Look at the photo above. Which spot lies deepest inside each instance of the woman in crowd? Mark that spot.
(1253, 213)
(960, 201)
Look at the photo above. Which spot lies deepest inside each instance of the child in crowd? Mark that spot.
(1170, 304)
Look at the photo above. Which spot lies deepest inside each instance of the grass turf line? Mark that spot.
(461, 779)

_____

* TO DO:
Rewrite all the records with "crowd" changed to "audience" and everything else left the same.

* RESPONSE TO THIS EXERCISE:
Look at the photo above. Which spot lies deepest inside each instance of the woman in audience? Mark that spot.
(1253, 213)
(960, 201)
Look at the photo above. Which spot lies deepest inside each instance of the child in audience? Mark that spot.
(1170, 304)
Look at the photo above. Which spot lies deepest inside each instance of the grass turf line? Mark that spot.
(461, 779)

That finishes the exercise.